PASSAGE GIVEN -
— start —
Feature Article

Coercive Airpower in the Eelam Conflict- Taraki

[TamilNet, Monday, 30 May 2005, 00:11 GMT]
The article on the use of airpower in Eelam conflict written by late Dharmeratnam Sivaram that appeared in the 19 May 1991 issue of the Island gains added significance in view of recent controversy over Liberation Tigers’ alleged possession of Czech made Zlin type Z-143 aircraft. Full text of the article is reproduced in this feature.

Israeli made Kfir Jets (use US General Electric made Jet engines) used in Eelam wars by Sri Lanka Air Force
The use of air power has been the most salient feature of the current conflict in the north and east. As a consequence of the fact that the LTTE controls a substantial portion of the north- the interior- there have been two types of air operations: tactical and strategic.

Tactical air power is used on the battle field. Strategic air power is used to attack targets behind the battle field- in the opponent’s territory. Tactical air power is part of ordinary military action which seeks to rout opposing forces on the battle field, whereas strategic air power is coercive, in that military coercion seeks to change the opponent’s behavior (agree for a ceasefire, give up conditions or territory, agree to hold talks on terms favorable to the assailant etc) and indirectly affect the opponent’s ability and will to sustain battlefield operations.

Right now in the context of the government’s stated and express desire to conclude, a temporary peace at least, the concept of coercion becomes crucial in examining the role of air power in the war against the Tiger. At the conventional level the military instruments traditionally used for coercion are strategic air and naval forces, while tactical air and ground forces are concerned with directly influencing events on the battle field. (Given the reduced vulnerability of modern states to naval blockades, air power has emerged as the main tool of conventional coercion.) Although technically this country cannot be said to possess a strategic airforce the need to affect the LTTE beyond the warfront in the territory it controls has given rise to strategic bombing.
— end —
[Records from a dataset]
— start —
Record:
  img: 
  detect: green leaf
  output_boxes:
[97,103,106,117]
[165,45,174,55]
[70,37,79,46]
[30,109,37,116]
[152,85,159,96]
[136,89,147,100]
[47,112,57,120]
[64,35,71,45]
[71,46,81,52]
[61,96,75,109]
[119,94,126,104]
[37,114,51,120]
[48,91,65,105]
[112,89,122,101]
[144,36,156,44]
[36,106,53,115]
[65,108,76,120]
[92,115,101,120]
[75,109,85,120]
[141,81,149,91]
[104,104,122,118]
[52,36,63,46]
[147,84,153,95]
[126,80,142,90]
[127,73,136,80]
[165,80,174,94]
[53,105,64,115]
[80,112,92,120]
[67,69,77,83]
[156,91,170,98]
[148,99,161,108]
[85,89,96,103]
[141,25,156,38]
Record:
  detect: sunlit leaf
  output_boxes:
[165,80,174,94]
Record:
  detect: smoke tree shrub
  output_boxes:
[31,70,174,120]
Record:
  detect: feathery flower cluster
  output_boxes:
— end —
STATED GOAL -
Continue the article on coercive airpower in the Eelam conflict, picking up right after its last sentence.

ANSWER BELOW -
The central question is, in the north, under what conditions is strategic bombing with conventional munitions likely to create the desired coercive leverage? Coercive air power can be directed at civilian and/or military targets. There are two models which exploit the vulnerability of the civilian population in the opponent’s territory. The first which seeks to gain the enemy’s compliance by slowly raising the risk of civilian damage is called the Schelling Model (the idea of manipulating the risk of civilian punishment for political purposes has largely come to be identified with the work of Thomas Schelling. Others also shared in the development of this idea chief among them Morton Kapalan in his Strategy of limited Retaliation).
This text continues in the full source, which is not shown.